● **EXTRACTED TEXT**:
:::::
Three times Strock had prepared to ride off into the sunset at the end of the movie—and three times his horse had broken a leg.
In 1998, 19 years after his last surgery, Benirschke took a standard physical for a life insurance policy. Doctors said his blood showed elevated levels of liver enzymes. This time, Benirschke had hepatitis C, which causes an inflammation of the liver that can lead to cancer and, often, death. Doctors told him that one of those 78 units of blood he received during his surgery in 1979 had probably been infected with the hepatitis virus.
Benirschke dug in. Again. As he'd done with the ulcerative colitis, he decided to make himself an expert on hepatitis C. There were days he wished he hadn't.
Back came the Chargers. "You find something deep down inside you," says Winslow, "and you push on." Almost robotically Fouts drove his team again. He hit Brooks and Chandler and Chandler again, and then Joiner for 39 yards, down to the Miami 10.
Fate, in a forgiving mood, presented Benirschke with a second chance. Guard Doug Wilkerson approached Benirschke on the sideline. "You know that giraffe at your zoo?" he asked.
:::::
● **MATERIAL SUPPLIED**:
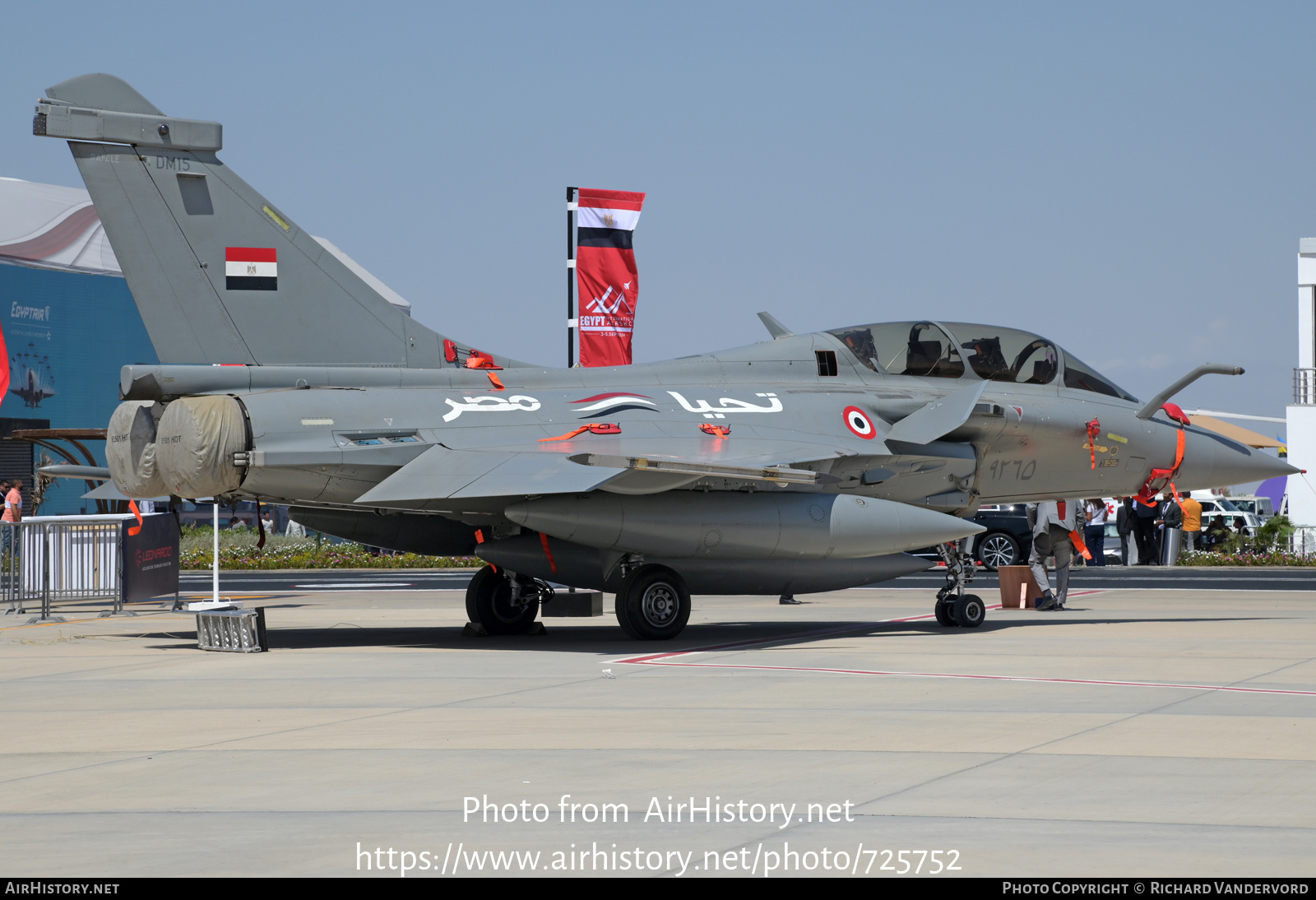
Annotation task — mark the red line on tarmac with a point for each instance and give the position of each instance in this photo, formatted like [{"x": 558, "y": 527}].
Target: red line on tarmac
[
  {"x": 658, "y": 660},
  {"x": 985, "y": 678},
  {"x": 840, "y": 629}
]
:::::
● **EXERCISE TASKS**:
a - From the passage about Benirschke and the Chargers, quote word for word the stretch from "In 1998, 19" through "wished he hadn't.".
b - Extend the passage about Benirschke and the Chargers, beginning right after its final sentence.

● **ANSWER SECTION**:
a -
In 1998, 19 years after his last surgery, Benirschke took a standard physical for a life insurance policy. Doctors said his blood showed elevated levels of liver enzymes. This time, Benirschke had hepatitis C, which causes an inflammation of the liver that can lead to cancer and, often, death. Doctors told him that one of those 78 units of blood he received during his surgery in 1979 had probably been infected with the hepatitis virus.
Benirschke dug in. Again. As he'd done with the ulcerative colitis, he decided to make himself an expert on hepatitis C. There were days he wished he hadn't.

b -
"Yeah?" said Benirschke, warily.
"Well, if you miss this, I'm gonna go down there and cut its throat."
The giraffe lived. This time San Diego's field goal unit was ready and the rhythm was fine. Benirschke says he didn't even have butterflies. The snap was sweet, and the kick perfect. Wasn't it? "There was just this silence," Benirschke remembers. The linemen for both teams were still lying on the ground. Nobody was celebrating. Benirschke turned to Luther and said, "Didn't it go through?"
"Yes!" Luther said, and Benirschke was mobbed by his teammates.
"Hold on! Hold on!" Benirschke yelled. Not every hero has to watch out for his ostomy pouch.